Prompt: For each entry, repeat the text exactly and omit any picture it holds.

[Phrase grounding data]
★ ★ ★ ★ ★ ★ ★

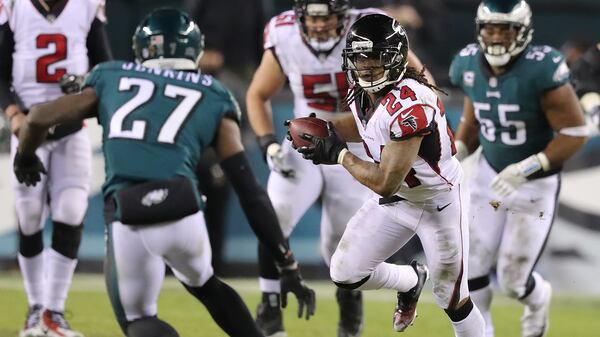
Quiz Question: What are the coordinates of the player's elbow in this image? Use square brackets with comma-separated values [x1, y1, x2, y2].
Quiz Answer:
[375, 180, 400, 198]
[26, 106, 48, 130]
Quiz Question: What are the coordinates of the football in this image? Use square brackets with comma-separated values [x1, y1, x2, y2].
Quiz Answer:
[288, 116, 329, 148]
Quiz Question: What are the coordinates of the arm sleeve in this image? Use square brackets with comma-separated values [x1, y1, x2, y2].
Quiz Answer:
[220, 152, 294, 267]
[86, 18, 112, 68]
[0, 22, 15, 110]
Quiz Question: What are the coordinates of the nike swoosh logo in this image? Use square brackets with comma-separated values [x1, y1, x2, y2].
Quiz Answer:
[400, 107, 414, 119]
[437, 203, 451, 212]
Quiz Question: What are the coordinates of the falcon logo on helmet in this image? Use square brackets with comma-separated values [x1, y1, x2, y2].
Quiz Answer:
[342, 14, 409, 93]
[294, 0, 350, 54]
[476, 0, 533, 66]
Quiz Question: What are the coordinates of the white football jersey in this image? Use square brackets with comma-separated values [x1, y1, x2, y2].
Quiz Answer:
[350, 78, 462, 201]
[0, 0, 105, 109]
[264, 8, 383, 119]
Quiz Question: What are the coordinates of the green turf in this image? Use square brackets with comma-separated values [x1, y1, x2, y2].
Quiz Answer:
[1, 273, 599, 337]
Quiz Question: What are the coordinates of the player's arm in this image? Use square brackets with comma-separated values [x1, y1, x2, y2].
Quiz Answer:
[87, 17, 113, 67]
[216, 117, 315, 319]
[0, 21, 23, 133]
[18, 88, 98, 155]
[246, 49, 287, 154]
[330, 113, 362, 142]
[454, 96, 480, 160]
[407, 49, 435, 85]
[540, 83, 588, 167]
[340, 137, 422, 197]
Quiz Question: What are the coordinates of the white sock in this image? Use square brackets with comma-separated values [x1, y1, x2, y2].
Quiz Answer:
[18, 253, 45, 307]
[452, 304, 486, 337]
[471, 286, 494, 337]
[259, 277, 281, 294]
[44, 249, 77, 312]
[358, 262, 417, 292]
[521, 272, 548, 308]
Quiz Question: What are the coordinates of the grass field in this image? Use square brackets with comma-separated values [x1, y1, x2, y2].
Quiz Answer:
[1, 273, 599, 337]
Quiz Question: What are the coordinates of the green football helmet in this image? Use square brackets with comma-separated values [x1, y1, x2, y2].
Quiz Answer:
[132, 8, 204, 70]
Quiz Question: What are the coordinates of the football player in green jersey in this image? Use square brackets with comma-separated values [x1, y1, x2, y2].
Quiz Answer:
[449, 1, 588, 337]
[13, 8, 315, 337]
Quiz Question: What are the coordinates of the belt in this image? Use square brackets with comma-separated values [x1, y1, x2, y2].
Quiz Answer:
[378, 195, 405, 205]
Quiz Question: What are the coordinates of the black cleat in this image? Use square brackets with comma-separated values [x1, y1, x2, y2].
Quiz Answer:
[336, 288, 363, 337]
[256, 293, 287, 337]
[393, 261, 429, 332]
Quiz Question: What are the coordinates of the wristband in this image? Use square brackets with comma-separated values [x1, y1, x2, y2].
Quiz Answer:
[337, 148, 349, 164]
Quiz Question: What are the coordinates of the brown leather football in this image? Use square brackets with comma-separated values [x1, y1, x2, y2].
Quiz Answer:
[288, 117, 329, 148]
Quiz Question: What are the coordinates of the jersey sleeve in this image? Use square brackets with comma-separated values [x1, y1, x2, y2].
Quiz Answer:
[82, 63, 103, 89]
[536, 47, 571, 92]
[263, 17, 277, 50]
[389, 103, 436, 140]
[222, 89, 242, 124]
[448, 53, 463, 88]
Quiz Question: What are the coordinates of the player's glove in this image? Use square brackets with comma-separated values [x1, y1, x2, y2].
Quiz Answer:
[279, 262, 316, 320]
[258, 134, 295, 178]
[14, 152, 47, 187]
[490, 152, 550, 197]
[297, 121, 347, 165]
[580, 92, 600, 136]
[59, 73, 84, 95]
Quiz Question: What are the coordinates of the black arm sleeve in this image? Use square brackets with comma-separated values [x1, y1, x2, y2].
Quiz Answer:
[0, 23, 15, 111]
[86, 18, 112, 68]
[220, 151, 295, 267]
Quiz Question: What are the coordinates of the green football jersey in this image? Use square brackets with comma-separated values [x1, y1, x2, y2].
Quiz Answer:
[83, 61, 241, 198]
[449, 44, 570, 172]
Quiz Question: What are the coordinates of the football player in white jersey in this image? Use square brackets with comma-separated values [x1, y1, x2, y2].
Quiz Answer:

★ ★ ★ ★ ★ ★ ★

Response to the exercise:
Quiz Question: What are the coordinates of the player's elbow in this image? Use square brackets with comma-separated values [x1, y1, x2, y2].
Quiz Answer:
[375, 180, 400, 198]
[26, 106, 48, 130]
Quiz Question: What are the coordinates of the football in this image? Use square brackets with comma-separated values [x1, y1, x2, y2].
Quiz Answer:
[288, 116, 329, 148]
Quiz Question: What are the coordinates of the arm sleeve in this image? Use square brackets with comma-separated values [x1, y1, x2, y2].
Quiz Answer:
[220, 152, 294, 267]
[86, 18, 112, 68]
[0, 22, 15, 110]
Quiz Question: What are the coordinates of the nike swoosh logo in this image? Use square brackets with comma-separated values [x1, y1, x2, y2].
Quiz Answer:
[400, 107, 414, 119]
[437, 203, 451, 212]
Quiz Question: What are the coordinates of the falcon logo on helmet in this image? Use square brackets with comma-separated values [x1, y1, x2, y2].
Quiz Answer:
[342, 14, 409, 93]
[294, 0, 350, 54]
[476, 0, 533, 66]
Quiz Question: What are the coordinates of the white football jersey in this image? Use square brackets with comma-separated values [x1, y1, x2, y2].
Quiz Answer:
[350, 78, 462, 201]
[0, 0, 105, 109]
[264, 8, 383, 119]
Quiz Question: What are the coordinates of the green turf in this image? Use square brackets with comma-separated values [x1, y1, x2, y2].
Quiz Answer:
[1, 273, 599, 337]
Quiz Question: What are the coordinates of the player's arm in this image? Use square brackets with comma-separated values [x1, y1, x2, y2].
Quiz Answer:
[87, 17, 113, 67]
[216, 117, 315, 319]
[0, 21, 23, 133]
[18, 88, 98, 155]
[246, 49, 287, 154]
[330, 113, 362, 142]
[454, 96, 480, 160]
[407, 49, 435, 85]
[540, 83, 588, 167]
[340, 137, 422, 197]
Quiz Question: What are the coordinates of the white sock in this image? Use square brackets with comma-separated values [x1, y1, x2, y2].
Quiz Answer:
[18, 253, 45, 307]
[452, 304, 486, 337]
[471, 286, 494, 337]
[259, 277, 281, 294]
[44, 249, 77, 312]
[358, 262, 417, 292]
[521, 272, 548, 308]
Quiz Question: What are the coordinates of the grass field in this image? Use square brackets with comma-separated values [x1, y1, x2, y2].
Quiz Answer:
[1, 273, 599, 337]
Quiz Question: What are the coordinates of the green football helmet in this image? Use square brackets with comma-separated values [x1, y1, x2, y2].
Quiz Answer:
[132, 8, 204, 70]
Quiz Question: What are the coordinates of the football player in green jersey in this image? Use square brackets with comma-separated values [x1, y1, x2, y2].
Quiz Answer:
[449, 1, 588, 337]
[13, 8, 315, 337]
Quiz Question: What are the coordinates of the belt in this image? Use square brackets with comma-separated values [x1, y1, x2, y2].
Quiz Answer:
[378, 195, 405, 205]
Quiz Question: What are the coordinates of the black cleat in this image? Use square brackets with comma-separated values [x1, y1, x2, y2].
Quiz Answer:
[336, 288, 363, 337]
[256, 293, 287, 337]
[393, 261, 429, 332]
Quiz Question: What are the coordinates of the wristband in this image? Use square brackets with comma-separated values [x1, y1, x2, y2].
Quiz Answer:
[337, 148, 349, 164]
Quiz Question: What are the coordinates of the brown leather football in this image? Use square brackets with comma-separated values [x1, y1, x2, y2].
Quiz Answer:
[288, 117, 329, 148]
Quiz Question: What are the coordinates of the jersey sleeve in this image? Use square brackets with comma-separated values [x1, y1, x2, y2].
Quiz Answer:
[82, 63, 103, 89]
[536, 47, 571, 92]
[263, 17, 277, 50]
[389, 103, 436, 140]
[222, 89, 242, 124]
[448, 53, 463, 88]
Quiz Question: What are the coordinates of the player's glove in this image? Use square brackets with comma-separated values [x1, y1, x2, y2].
Quiz Answer:
[279, 262, 316, 320]
[258, 134, 295, 178]
[14, 152, 47, 187]
[490, 152, 550, 197]
[297, 121, 347, 165]
[580, 92, 600, 136]
[59, 73, 84, 95]
Quiz Question: What are the coordinates of the black arm sleeve in this image? Use square brackets with comma-separated values [x1, y1, x2, y2].
Quiz Answer:
[0, 23, 15, 111]
[86, 18, 112, 68]
[220, 151, 295, 267]
Quiz Question: What are the coordinates of the green football jersey in this image? Use square brackets with comma-separated values [x1, y1, x2, y2].
Quiz Answer:
[83, 61, 241, 198]
[449, 44, 570, 172]
Quiz Question: What are the coordinates of the football player in white jersey in this image? Use square brackets with comma-separated values [x1, y1, x2, y2].
Quiz Answer:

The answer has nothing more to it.